═══ 本文 ═══

料理上手だった妻が突然、何も作れなくなる。ふいに家を飛び出し、タクシーに乗って行方不明になる。気性が荒くなり、些細なことに大声で怒り出す。夜中に幻覚を見る。お風呂に入らなくなる。廊下で排便をする――、次々と現れる症状に戸惑う砂川さんの心境が生々しく綴られます。
逃げられるものなら、この生活から逃げたい。
ドラえもんのように「どこでもドア」で、遠くへ行ってしまいたい。でも、僕はカミさんにとって、たった一人の身内なのだ。「俺が頑張らなきゃいけないんだ…」
今、日本で介護が必要な65歳以上の高齢者がいる世帯のうち、介護者も65歳以上となる「老老介護」の割合は51.2%。年々増え続けています。歳を重ね、自身の体調も決して万全ではない介護者が、24時間介護をつきっきりで抱え込み、追いつめられていく…本書からは、老老介護の現実が伺えます。
「感動した」「泣いた」読者からの共感の声
本書には、読者からの「老老介護の大変さに共感した」、「これからの介護について考えさせられた」、「夫婦の絆に感動した」といった、多くの反響が寄せられています。
「娘になった妻、のぶ代へ」
夫の砂川啓介さんが著書で、ドラえもんの声を担当してた大山のぶ代さんの認知症看護を綴った本。認知症患者と関わる機会が多かった実習後に読んだから、介護者の気持ちがひしひしと伝わってきて、ほんまに考えさせられる。自分の親がならないなんて言い切れんもんね。
— むー (@ribon_cat) 2015, 11月 14
今、「娘になった妻、のぶ代へ」を読んだ。認知症になった大山のぶ代さんと、介護を続ける砂川啓介さんの本。やばい。色々な意味で泣きそう。これはあらゆる人が一読するべき本だ。特に、旧ドラえもんやダンガンロンパが好きな人、のぶ代さんの声が好きな人は、読んでも損はないと思う。
— かすがかけるP(ぬこ) (@cozmixxx) 2015, 11月 12
「娘になった妻、のぶ代へ」砂川啓介
読了。
認知症を公表したドラえもん役の声優大山のぶ代さんの介護の話をまとめた、旦那さんの書いた本。
前半はほんと辛いことばかりで涙が止まらなかったんだけど、認知症を公表した所から急に光が射して。 pic.twitter.com/rrNSM8Nohe
— うぃき (@wamtst) 2015, 10月 26
自己流介護の「危うさ」を垣間みる一面も
「勇気を与えられた」、「感動した」という感想が寄せられる一方で、本書からは、手探りで自己流の介護を進めることの「危うさ」もいくつか見受けられます。例えば、次のようなところです。
1日2箱のタバコ、美味しさ最優先の食生活
「脳梗塞で倒れる前は一日2箱吸うほどのヘビースモーカー」で、「美味しい物に目がない食道楽」でもあったというのぶ代さん。
これらの生活習慣が、のぶ代さんが認知症を発症する引き金となった脳梗塞に、大きな影響を与えた可能性は否定できません。本書では、「将来、ボケないように」と40代から夫婦でしりとり漢字の書き取りをして脳を鍛えていた、と書かれていますが、まずは日々の生活習慣を見直すことの大切さを痛感させられます。

═══ 保存データ ═══

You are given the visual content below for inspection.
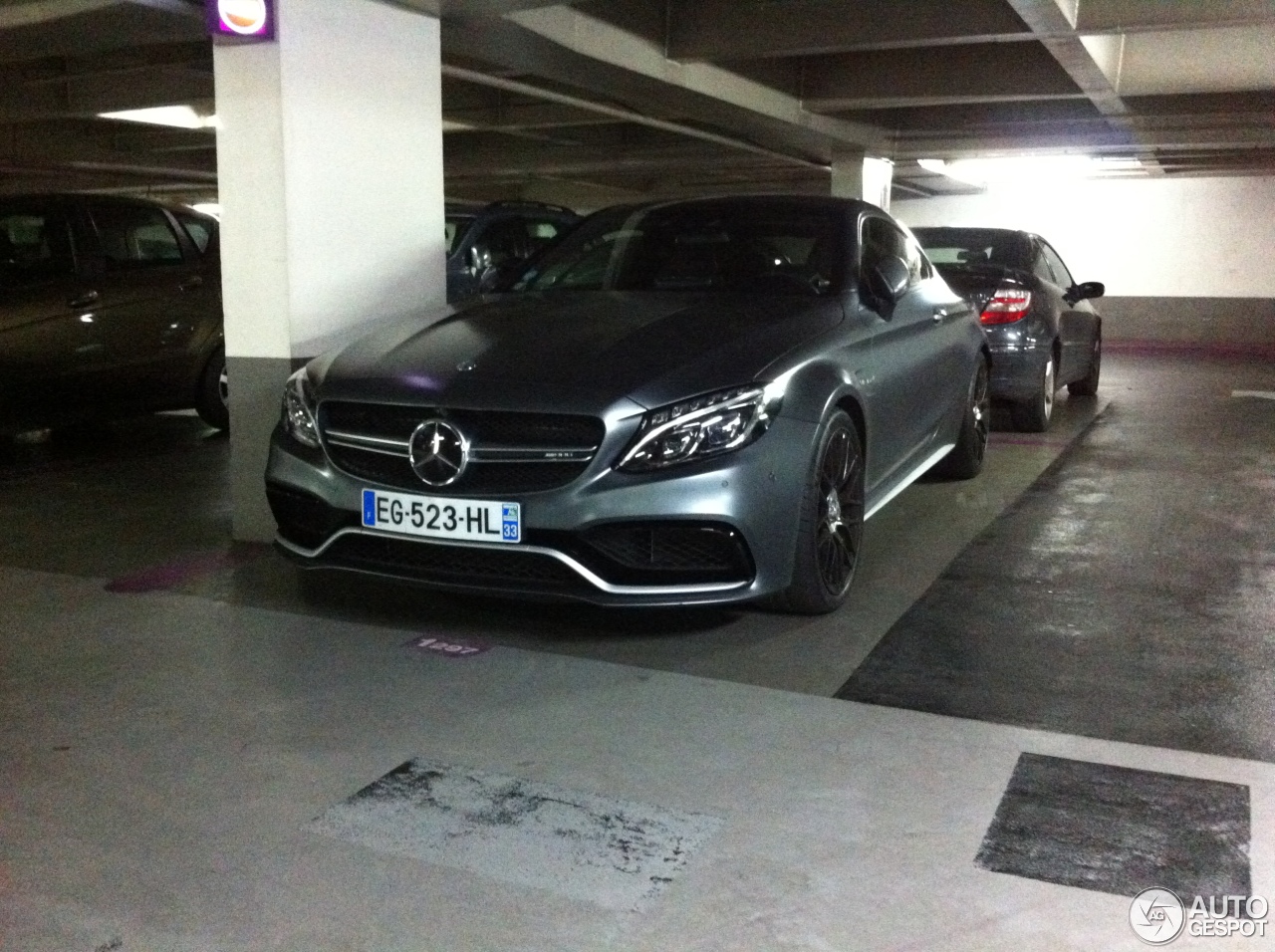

═══

取り組む課題
• a. 本文について、次の問いに答えてください。
(i) 介護者も65歳以上となる「老老介護」の割合は何%ですか。
(ii) のぶ代さんは脳梗塞で倒れる前、タバコを一日何箱吸っていましたか。
(iii) 夫婦は何歳代から脳を鍛えていましたか。
• b. 本文の一部をそのまま書き写してください。「夫の砂川啓介さんが著書で、ド」という語句を含む箇所から始め、「は、読んでも損はないと思う。」で終えてください。
• c. 本文の冒頭で、妻に次々と現れた症状として挙げられているものをすべて書き出してください。

各課題の解答
• a.
(i) 51.2%
(ii) 2箱
(iii) 40代

• b.
夫の砂川啓介さんが著書で、ドラえもんの声を担当してた大山のぶ代さんの認知症看護を綴った本。認知症患者と関わる機会が多かった実習後に読んだから、介護者の気持ちがひしひしと伝わってきて、ほんまに考えさせられる。自分の親がならないなんて言い切れんもんね。
— むー (@ribon_cat) 2015, 11月 14
今、「娘になった妻、のぶ代へ」を読んだ。認知症になった大山のぶ代さんと、介護を続ける砂川啓介さんの本。やばい。色々な意味で泣きそう。これはあらゆる人が一読するべき本だ。特に、旧ドラえもんやダンガンロンパが好きな人、のぶ代さんの声が好きな人は、読んでも損はないと思う。

• c.
何も作れなくなる
ふいに家を飛び出し、タクシーに乗って行方不明になる
気性が荒くなり、些細なことに大声で怒り出す
夜中に幻覚を見る
お風呂に入らなくなる
廊下で排便をする